Some other lines only indicate one terminal, e.g., "宝杨码头专线" (Baoyang Port Special Line) is a bus which runs between Baoyang Port and Shanghai Railway Station.

In the central portion of some suburbs, there are lines with the name format of "XX No. X" line.
- Some of them are community conventional buses (社区短驳公交线路 whose names are started with the name of a town, sub-district, or, directly, district, e.g. Jiangchuan Route 1 (江川1路) in Minhang and Jiading Route 103 (former Anting Route 1) 嘉定103路（安亭1路）.
- Some of them are special-line buses (专线公交线路) for special events, e.g. Expo Route 18 (世博18路),
- Some of them are special-line buses (专线公交线路) for Terminal Stations, e.g. Hongqiao Hub Route 5 (虹桥枢纽5路), Temporary Special Route 1 and Route 4 for Chunyun (春运临时专线1路、4路, now named Route 01 and 04) for West Shanghai Railway Station.

==Fare==
All flat-rate fare and numbered lines and most distance-based fare lines accept the Shanghai public transport card and the Shanghai public transport QR code. The transfer discount policy for Shanghai public transport service is applicable.
- Shanghai, in principle, follows the convention that prevails in most Chinese cities whereby 'standard' buses charge between 1 and 2 yuan. Some short-distance community bus lines are priced at only 1 yuan.

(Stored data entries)
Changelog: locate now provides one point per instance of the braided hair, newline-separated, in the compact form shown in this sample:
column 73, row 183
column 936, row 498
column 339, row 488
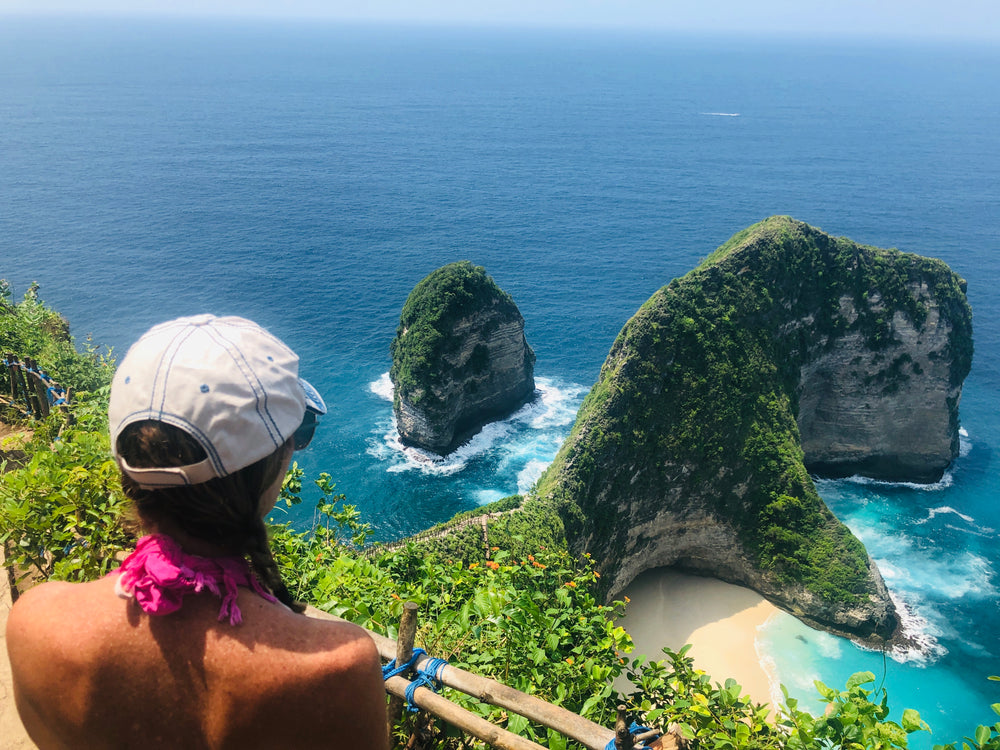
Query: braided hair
column 224, row 511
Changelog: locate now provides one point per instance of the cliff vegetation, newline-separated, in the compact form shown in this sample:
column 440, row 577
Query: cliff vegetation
column 459, row 359
column 523, row 610
column 687, row 451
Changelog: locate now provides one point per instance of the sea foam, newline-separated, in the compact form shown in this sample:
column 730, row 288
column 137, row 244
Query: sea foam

*YOUR GOAL:*
Transcribe the Shanghai bus passage above from "Some other lines" to "West Shanghai Railway Station.".

*RESULT OF THE TASK:*
Some other lines only indicate one terminal, e.g., "宝杨码头专线" (Baoyang Port Special Line) is a bus which runs between Baoyang Port and Shanghai Railway Station.

In the central portion of some suburbs, there are lines with the name format of "XX No. X" line.
- Some of them are community conventional buses (社区短驳公交线路 whose names are started with the name of a town, sub-district, or, directly, district, e.g. Jiangchuan Route 1 (江川1路) in Minhang and Jiading Route 103 (former Anting Route 1) 嘉定103路（安亭1路）.
- Some of them are special-line buses (专线公交线路) for special events, e.g. Expo Route 18 (世博18路),
- Some of them are special-line buses (专线公交线路) for Terminal Stations, e.g. Hongqiao Hub Route 5 (虹桥枢纽5路), Temporary Special Route 1 and Route 4 for Chunyun (春运临时专线1路、4路, now named Route 01 and 04) for West Shanghai Railway Station.